▸ CHALLENGE
Change "headscarf" to "head covering" in the stretch from the line containing "label the white dress" through the end of the records, and give those lines again with nothing else altered.

++++

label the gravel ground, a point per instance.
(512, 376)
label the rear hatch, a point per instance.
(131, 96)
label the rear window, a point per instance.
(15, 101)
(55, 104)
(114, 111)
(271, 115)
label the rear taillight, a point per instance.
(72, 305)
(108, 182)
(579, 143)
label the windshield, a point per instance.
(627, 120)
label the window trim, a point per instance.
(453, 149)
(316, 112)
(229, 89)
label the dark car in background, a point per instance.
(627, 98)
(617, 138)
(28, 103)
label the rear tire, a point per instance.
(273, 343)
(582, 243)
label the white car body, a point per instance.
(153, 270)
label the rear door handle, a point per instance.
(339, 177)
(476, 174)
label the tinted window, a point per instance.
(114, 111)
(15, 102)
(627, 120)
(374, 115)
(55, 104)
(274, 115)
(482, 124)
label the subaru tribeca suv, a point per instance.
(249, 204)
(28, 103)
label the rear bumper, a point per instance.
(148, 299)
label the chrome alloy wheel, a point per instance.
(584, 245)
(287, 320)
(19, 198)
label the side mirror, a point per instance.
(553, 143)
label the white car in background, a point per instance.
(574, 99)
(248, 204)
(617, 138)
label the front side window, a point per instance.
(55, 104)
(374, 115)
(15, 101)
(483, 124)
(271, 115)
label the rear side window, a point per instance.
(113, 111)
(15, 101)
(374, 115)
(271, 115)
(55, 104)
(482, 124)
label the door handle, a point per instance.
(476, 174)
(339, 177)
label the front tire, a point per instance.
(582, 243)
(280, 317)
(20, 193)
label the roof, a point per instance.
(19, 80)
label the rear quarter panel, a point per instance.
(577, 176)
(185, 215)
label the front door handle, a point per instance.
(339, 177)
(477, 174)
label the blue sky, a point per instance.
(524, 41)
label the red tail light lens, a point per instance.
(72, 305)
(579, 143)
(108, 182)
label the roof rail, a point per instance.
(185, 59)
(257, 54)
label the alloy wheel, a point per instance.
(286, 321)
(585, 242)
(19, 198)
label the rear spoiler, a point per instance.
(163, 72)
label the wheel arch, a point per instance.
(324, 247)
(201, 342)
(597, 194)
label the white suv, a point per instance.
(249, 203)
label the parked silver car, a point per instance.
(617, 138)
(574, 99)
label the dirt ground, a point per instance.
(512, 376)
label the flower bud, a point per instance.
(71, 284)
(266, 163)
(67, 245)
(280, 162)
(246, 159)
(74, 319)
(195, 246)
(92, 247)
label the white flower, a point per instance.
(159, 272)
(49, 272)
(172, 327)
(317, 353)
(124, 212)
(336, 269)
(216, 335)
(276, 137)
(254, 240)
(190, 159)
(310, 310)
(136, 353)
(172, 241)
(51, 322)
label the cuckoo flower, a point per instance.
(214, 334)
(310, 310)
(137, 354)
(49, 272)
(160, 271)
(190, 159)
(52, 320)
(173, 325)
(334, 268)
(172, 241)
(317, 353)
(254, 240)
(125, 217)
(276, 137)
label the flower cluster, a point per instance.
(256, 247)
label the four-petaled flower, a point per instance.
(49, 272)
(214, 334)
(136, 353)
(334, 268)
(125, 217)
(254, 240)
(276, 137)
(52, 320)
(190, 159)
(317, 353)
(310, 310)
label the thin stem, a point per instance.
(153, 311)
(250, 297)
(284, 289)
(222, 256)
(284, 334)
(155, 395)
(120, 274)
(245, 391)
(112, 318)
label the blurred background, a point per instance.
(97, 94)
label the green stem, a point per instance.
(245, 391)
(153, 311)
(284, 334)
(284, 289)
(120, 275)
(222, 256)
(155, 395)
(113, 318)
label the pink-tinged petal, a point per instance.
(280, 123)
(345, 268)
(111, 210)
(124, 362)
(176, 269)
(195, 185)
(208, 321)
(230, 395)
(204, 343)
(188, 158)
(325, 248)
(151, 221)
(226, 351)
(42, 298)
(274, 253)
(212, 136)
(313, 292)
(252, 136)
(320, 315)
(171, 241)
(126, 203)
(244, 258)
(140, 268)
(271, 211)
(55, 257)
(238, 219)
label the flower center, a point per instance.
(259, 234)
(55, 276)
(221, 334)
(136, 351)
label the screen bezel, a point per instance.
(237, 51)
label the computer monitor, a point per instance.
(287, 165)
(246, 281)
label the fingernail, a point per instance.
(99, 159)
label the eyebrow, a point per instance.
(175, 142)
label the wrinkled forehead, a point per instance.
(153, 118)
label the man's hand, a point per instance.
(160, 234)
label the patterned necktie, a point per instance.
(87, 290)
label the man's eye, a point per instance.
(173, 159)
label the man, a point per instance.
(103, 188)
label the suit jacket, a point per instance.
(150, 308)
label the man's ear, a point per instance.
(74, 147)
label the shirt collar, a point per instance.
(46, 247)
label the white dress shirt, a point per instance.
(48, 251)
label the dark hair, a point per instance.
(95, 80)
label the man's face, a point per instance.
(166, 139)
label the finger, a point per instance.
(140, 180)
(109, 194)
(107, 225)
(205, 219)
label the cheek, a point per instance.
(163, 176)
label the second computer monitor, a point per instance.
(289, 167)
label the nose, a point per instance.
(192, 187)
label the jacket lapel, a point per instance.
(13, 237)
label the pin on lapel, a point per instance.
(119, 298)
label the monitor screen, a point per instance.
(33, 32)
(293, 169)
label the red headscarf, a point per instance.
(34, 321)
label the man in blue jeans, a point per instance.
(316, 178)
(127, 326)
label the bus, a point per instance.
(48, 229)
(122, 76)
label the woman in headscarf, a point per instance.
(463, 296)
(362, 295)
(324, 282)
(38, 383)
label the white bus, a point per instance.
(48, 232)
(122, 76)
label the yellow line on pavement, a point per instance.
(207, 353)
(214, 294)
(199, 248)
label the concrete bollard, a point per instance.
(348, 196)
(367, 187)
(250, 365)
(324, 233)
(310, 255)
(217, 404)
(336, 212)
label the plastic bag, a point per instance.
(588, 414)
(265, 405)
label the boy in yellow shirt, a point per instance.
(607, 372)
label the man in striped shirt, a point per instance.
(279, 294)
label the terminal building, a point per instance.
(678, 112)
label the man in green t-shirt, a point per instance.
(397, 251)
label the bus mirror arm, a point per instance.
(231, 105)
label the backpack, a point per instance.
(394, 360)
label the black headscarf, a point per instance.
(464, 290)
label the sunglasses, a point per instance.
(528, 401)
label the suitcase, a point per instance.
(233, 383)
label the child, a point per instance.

++++

▸ THE RESULT
label the white dress shirt, a point per instance.
(48, 251)
label the dark hair, a point per instance.
(95, 80)
label the man's face, a point per instance.
(166, 139)
label the finger, a point per instance.
(140, 180)
(109, 194)
(107, 225)
(205, 219)
label the cheek, a point per instance.
(163, 176)
label the second computer monitor, a point per instance.
(289, 167)
label the nose, a point per instance.
(192, 187)
label the jacket lapel, a point per instance.
(13, 237)
label the pin on lapel, a point per instance.
(119, 298)
label the monitor screen, a point per instance.
(33, 32)
(293, 169)
label the red head covering, a point per instance.
(34, 321)
label the man in blue jeans, a point per instance.
(316, 178)
(127, 326)
label the bus, a point per instance.
(48, 229)
(122, 76)
label the woman in head covering, a point per instance.
(463, 296)
(362, 295)
(324, 282)
(38, 383)
label the white bus, a point per instance.
(48, 232)
(122, 76)
label the yellow line on pavement, a point per instance.
(207, 353)
(214, 294)
(199, 248)
label the concrete bollard, a point per instance.
(348, 196)
(367, 187)
(250, 365)
(324, 233)
(310, 255)
(217, 404)
(336, 212)
label the plastic bag, a point per instance.
(588, 414)
(265, 405)
label the boy in yellow shirt, a point per instance.
(607, 372)
label the man in striped shirt, a point per instance.
(279, 294)
label the terminal building, a point per instance.
(678, 112)
label the man in green t-shirt, a point per instance.
(397, 251)
label the bus mirror arm, a point per instance.
(231, 105)
label the backpack, a point per instance.
(394, 360)
label the black head covering, a point per instance.
(464, 290)
label the sunglasses, a point per instance.
(528, 401)
label the suitcase, a point per instance.
(233, 383)
label the child, a point per instance.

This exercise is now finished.